**Work request**
Lines to restate from the data below: from the one containing "task: trace the outline of every instance of the gray" to the one containing "task: trace the outline of every instance of the green", both included. Give them again exactly, and only them.

**Record excerpts**

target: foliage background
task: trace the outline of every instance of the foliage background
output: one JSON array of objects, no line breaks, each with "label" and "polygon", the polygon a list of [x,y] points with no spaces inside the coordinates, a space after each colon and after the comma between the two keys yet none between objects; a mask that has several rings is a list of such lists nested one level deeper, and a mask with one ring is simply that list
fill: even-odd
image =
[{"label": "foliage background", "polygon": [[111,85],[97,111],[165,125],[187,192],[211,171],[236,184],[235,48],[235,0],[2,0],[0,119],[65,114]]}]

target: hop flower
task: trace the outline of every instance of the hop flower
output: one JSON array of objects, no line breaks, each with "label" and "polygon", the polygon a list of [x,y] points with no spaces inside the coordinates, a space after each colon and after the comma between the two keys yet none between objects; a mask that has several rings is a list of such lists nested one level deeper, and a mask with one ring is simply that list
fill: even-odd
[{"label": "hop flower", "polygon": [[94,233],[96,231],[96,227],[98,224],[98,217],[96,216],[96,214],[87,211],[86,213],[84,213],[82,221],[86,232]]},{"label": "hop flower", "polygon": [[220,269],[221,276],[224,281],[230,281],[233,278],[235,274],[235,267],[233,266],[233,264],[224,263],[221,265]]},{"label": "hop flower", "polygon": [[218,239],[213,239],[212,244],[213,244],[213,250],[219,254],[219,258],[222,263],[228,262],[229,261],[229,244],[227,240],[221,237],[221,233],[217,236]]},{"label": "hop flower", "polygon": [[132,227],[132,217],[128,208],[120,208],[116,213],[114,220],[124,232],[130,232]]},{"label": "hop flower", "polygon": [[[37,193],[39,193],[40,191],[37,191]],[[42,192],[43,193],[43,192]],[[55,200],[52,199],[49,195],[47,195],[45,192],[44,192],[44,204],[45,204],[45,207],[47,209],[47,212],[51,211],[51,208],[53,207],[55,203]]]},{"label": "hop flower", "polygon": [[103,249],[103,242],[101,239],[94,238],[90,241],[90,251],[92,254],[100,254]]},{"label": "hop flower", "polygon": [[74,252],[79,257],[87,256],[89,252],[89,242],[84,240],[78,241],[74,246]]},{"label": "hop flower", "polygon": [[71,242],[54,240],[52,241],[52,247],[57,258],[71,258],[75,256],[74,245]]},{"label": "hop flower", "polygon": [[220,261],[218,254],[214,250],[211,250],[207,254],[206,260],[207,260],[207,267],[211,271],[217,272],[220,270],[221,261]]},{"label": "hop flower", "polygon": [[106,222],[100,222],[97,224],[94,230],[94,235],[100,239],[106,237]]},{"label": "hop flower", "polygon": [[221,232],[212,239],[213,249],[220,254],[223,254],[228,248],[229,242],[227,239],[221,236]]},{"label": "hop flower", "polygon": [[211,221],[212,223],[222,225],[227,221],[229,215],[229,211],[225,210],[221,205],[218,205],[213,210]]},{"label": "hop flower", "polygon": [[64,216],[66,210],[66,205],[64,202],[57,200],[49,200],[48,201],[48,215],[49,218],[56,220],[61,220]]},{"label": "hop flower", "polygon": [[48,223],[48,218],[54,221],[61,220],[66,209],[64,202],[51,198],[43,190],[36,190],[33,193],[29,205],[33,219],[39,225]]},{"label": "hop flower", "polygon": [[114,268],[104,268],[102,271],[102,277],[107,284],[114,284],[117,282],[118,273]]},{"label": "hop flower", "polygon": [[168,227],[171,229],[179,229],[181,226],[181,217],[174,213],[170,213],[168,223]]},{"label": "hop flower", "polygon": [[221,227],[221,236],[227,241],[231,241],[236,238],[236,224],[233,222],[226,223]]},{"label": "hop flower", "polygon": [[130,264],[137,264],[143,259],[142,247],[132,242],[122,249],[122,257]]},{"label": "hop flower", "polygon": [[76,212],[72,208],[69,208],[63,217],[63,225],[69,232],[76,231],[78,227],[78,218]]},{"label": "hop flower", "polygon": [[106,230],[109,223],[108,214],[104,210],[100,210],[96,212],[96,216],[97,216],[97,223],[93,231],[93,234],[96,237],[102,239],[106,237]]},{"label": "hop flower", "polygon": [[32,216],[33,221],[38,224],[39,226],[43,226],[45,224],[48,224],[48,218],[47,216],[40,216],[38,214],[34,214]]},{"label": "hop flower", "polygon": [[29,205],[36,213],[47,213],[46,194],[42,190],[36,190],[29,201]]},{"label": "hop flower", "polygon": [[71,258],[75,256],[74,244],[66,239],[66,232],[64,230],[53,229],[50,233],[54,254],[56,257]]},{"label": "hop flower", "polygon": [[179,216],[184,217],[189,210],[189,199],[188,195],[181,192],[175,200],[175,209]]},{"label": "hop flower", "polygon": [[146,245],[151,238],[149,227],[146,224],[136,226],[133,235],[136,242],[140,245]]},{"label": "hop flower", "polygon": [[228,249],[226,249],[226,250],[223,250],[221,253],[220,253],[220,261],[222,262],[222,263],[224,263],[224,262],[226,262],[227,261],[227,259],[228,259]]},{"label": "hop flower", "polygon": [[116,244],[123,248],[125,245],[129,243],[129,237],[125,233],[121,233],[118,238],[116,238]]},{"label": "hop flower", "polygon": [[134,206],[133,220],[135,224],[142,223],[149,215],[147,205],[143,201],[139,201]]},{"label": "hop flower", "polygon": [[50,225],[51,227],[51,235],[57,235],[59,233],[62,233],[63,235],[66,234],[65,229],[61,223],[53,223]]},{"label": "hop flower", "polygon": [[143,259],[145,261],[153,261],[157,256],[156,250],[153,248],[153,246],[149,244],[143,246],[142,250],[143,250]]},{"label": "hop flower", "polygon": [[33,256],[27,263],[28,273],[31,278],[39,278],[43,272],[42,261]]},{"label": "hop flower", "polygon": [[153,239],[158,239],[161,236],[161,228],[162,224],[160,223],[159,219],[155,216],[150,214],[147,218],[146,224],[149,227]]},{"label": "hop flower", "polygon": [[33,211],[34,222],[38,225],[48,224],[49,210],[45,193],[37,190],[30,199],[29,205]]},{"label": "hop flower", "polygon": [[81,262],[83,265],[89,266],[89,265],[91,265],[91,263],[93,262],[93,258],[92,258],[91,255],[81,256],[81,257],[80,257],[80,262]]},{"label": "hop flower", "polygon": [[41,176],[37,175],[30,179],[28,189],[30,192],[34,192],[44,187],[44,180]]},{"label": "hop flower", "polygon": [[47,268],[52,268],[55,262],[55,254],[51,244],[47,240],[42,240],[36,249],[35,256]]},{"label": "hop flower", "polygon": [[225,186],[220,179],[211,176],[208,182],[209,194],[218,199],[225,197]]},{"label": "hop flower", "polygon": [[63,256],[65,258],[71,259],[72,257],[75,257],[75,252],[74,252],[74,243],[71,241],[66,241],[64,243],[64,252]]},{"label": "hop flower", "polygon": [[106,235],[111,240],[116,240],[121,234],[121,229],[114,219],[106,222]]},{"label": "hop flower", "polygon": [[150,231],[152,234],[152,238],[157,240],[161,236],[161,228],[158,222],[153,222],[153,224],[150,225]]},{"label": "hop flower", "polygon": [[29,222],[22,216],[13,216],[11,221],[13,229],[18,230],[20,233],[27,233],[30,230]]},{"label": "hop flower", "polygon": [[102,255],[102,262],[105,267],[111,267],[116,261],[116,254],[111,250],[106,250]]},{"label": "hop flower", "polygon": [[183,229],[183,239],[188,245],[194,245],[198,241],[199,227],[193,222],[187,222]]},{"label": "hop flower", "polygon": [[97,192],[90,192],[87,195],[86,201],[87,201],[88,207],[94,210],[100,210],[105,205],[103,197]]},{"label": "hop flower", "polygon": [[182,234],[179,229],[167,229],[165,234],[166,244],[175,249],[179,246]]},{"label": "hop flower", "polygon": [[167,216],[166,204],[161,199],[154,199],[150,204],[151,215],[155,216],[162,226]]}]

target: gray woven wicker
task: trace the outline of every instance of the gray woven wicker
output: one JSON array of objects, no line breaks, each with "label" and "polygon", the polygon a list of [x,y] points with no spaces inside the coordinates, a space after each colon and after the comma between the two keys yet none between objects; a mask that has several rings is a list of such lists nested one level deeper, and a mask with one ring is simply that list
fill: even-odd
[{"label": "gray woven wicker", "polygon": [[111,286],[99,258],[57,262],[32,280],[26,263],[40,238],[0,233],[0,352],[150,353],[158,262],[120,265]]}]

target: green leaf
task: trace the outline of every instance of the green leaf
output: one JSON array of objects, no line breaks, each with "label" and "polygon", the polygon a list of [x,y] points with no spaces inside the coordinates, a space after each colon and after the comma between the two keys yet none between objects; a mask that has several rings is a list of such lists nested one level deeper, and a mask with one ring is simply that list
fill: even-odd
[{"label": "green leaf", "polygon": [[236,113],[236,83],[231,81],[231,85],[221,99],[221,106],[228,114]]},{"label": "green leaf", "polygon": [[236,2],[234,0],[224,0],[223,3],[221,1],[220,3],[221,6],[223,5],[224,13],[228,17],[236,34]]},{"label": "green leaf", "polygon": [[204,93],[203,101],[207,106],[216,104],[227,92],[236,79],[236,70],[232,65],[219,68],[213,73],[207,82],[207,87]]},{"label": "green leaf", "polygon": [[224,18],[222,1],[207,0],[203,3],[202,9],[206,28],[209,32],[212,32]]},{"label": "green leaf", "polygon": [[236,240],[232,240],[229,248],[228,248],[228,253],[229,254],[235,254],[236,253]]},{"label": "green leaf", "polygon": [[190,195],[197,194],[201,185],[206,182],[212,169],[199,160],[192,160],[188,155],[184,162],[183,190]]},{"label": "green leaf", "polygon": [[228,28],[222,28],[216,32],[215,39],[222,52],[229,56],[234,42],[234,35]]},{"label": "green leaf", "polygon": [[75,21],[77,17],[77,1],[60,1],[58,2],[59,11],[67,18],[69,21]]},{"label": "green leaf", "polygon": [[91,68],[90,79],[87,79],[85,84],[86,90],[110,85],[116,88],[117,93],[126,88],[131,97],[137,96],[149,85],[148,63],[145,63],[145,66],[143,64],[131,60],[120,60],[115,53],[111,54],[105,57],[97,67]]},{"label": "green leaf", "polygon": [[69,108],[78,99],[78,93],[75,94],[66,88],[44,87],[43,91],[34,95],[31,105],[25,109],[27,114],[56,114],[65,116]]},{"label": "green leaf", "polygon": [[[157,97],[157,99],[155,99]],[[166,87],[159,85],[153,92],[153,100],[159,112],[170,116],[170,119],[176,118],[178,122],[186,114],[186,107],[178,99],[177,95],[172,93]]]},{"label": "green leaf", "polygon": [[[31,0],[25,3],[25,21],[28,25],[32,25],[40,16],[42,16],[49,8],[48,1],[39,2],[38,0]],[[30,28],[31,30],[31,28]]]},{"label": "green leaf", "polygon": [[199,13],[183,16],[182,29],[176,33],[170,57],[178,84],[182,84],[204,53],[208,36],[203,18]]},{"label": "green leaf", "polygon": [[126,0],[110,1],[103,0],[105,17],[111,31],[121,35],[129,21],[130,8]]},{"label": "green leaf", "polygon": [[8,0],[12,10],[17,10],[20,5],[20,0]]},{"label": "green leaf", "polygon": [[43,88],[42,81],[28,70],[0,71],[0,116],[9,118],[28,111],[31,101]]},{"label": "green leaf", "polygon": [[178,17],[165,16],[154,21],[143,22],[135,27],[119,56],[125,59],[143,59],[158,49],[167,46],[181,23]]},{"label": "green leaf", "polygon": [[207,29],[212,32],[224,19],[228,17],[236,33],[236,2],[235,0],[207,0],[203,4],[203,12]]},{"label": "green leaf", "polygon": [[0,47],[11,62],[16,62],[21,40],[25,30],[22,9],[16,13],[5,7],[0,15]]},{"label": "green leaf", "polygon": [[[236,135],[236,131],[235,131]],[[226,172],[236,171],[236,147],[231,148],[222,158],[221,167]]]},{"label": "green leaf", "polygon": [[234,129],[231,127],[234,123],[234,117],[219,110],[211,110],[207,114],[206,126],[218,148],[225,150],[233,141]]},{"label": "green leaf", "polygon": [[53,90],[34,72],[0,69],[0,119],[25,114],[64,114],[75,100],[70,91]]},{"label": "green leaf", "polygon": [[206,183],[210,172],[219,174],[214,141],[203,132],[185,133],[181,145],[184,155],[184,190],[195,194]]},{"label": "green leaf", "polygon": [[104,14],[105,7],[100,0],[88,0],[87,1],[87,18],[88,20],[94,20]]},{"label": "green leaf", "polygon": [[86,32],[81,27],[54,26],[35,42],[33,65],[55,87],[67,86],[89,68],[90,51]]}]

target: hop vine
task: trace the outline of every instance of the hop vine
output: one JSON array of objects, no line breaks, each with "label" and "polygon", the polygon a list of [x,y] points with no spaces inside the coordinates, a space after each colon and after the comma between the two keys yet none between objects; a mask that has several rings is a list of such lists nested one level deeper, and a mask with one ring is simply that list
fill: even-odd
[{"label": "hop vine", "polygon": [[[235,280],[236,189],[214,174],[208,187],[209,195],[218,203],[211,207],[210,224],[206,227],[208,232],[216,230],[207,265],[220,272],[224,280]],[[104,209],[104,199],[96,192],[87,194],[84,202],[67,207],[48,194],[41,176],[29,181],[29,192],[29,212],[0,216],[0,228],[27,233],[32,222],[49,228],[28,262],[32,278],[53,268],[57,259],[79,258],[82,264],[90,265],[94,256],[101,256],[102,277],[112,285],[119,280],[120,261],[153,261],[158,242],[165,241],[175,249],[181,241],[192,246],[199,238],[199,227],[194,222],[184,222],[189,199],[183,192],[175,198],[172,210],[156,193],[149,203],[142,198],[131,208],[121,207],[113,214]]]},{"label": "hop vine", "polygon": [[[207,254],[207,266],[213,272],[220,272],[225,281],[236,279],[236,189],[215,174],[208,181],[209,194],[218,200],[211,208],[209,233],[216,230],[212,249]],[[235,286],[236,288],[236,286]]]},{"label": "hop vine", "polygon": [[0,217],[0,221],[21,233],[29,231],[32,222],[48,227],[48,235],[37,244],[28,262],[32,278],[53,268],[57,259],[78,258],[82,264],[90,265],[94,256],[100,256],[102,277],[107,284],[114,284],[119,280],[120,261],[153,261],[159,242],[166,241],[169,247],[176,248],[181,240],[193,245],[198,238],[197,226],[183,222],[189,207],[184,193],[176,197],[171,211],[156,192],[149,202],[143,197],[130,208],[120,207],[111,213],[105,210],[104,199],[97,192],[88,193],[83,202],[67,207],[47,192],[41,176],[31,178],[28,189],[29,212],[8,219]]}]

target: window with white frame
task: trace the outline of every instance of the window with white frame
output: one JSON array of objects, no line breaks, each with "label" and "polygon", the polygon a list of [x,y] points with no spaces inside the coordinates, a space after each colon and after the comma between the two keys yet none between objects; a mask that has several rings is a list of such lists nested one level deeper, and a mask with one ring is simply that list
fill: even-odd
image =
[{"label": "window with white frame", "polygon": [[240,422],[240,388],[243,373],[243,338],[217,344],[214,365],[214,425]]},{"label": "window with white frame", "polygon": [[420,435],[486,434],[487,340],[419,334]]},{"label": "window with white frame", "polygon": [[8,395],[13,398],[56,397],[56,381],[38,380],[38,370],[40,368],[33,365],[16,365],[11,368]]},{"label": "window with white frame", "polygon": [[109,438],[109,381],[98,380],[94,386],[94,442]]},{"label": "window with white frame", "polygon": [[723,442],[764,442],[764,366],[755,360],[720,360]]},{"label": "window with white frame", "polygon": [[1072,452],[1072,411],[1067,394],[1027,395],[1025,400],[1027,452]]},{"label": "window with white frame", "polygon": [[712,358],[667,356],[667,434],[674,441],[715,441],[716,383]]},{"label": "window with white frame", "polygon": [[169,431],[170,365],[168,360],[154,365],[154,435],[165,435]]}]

**Task solution**
task: trace the outline of every instance of the gray woven wicker
output: one JSON array of objects, no line breaks, each with "label" and "polygon", the polygon a list of [x,y] points with no spaces inside the coordinates, a space after each colon and after the comma between the two keys yet none between objects; a mask that has several rings is a list of such lists nested one level deeper, and a mask with one ring is simply that list
fill: even-odd
[{"label": "gray woven wicker", "polygon": [[111,286],[99,258],[57,262],[32,280],[26,263],[40,238],[0,233],[0,352],[150,353],[158,262],[120,265]]}]

target: green leaf
task: trace the outline of every instance of the green leaf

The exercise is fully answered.